▶ **Available data**

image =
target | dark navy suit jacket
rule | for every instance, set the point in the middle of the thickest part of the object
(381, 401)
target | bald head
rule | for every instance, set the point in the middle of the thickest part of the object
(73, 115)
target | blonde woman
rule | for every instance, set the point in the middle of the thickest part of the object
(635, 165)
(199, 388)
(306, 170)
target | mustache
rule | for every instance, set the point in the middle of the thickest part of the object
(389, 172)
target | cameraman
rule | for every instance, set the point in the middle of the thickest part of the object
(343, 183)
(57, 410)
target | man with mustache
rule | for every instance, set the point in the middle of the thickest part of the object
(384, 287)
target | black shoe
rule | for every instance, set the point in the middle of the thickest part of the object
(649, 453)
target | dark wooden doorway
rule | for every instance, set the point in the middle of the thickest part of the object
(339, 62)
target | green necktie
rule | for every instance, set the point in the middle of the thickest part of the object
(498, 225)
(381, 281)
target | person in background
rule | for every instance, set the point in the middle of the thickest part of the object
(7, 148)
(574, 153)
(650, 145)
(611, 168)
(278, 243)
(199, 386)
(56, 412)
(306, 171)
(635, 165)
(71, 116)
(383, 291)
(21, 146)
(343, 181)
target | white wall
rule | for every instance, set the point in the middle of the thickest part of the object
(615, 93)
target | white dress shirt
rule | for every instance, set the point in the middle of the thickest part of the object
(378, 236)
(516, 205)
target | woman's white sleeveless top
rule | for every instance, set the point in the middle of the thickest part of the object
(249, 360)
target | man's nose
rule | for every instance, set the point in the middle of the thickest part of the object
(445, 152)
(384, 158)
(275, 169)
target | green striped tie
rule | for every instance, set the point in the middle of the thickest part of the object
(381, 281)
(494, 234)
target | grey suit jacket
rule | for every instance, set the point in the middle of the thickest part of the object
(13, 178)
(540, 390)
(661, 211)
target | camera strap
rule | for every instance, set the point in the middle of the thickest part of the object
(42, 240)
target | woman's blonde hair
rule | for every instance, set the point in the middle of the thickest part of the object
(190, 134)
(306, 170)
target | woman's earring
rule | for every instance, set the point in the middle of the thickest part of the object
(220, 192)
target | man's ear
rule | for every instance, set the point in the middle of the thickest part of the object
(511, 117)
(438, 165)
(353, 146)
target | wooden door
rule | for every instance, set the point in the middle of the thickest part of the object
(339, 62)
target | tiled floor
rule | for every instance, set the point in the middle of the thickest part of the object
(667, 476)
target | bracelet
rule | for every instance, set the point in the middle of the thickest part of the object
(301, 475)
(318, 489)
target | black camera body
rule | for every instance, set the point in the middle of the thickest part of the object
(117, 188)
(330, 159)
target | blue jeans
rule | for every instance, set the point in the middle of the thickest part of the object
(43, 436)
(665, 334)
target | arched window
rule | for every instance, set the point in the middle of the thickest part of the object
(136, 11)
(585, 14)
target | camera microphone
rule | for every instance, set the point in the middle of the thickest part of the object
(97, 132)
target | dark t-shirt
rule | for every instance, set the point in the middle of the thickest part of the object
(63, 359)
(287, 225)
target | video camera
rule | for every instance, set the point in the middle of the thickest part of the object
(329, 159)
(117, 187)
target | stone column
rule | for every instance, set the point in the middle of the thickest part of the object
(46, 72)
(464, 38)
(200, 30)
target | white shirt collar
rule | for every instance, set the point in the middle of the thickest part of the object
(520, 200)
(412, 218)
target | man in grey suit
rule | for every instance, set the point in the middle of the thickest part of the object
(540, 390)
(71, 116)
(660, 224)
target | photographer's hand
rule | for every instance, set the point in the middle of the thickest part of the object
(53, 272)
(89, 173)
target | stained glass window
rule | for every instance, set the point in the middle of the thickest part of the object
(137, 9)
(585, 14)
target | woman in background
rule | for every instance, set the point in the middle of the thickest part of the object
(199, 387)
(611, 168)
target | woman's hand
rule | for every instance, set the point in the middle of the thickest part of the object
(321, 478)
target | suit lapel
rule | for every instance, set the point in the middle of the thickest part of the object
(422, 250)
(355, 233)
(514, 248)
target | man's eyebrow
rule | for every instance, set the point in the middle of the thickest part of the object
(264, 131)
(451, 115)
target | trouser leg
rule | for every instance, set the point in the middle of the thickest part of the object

▶ **Work order**
Restate exactly the lines running from the line with "target | woman in background" to the end of the entries above, both ends included.

▶ **Exercise result**
target | woman in background
rule | for every instance, set the point in the middle of the thickest part of the object
(199, 387)
(611, 168)
target | woman's hand
rule | for every instance, set the point in the middle of the thickest part of the object
(321, 478)
target | suit lapel
rule | for every instance, set the point in the middle of the thickest part of the object
(422, 250)
(355, 233)
(514, 248)
target | man's eyebrow
rule | for every instance, set the point in the middle of the thickest part of the object
(264, 131)
(451, 115)
target | trouser leg
rule | for every instance, set the point in the middle of the thickest part of the object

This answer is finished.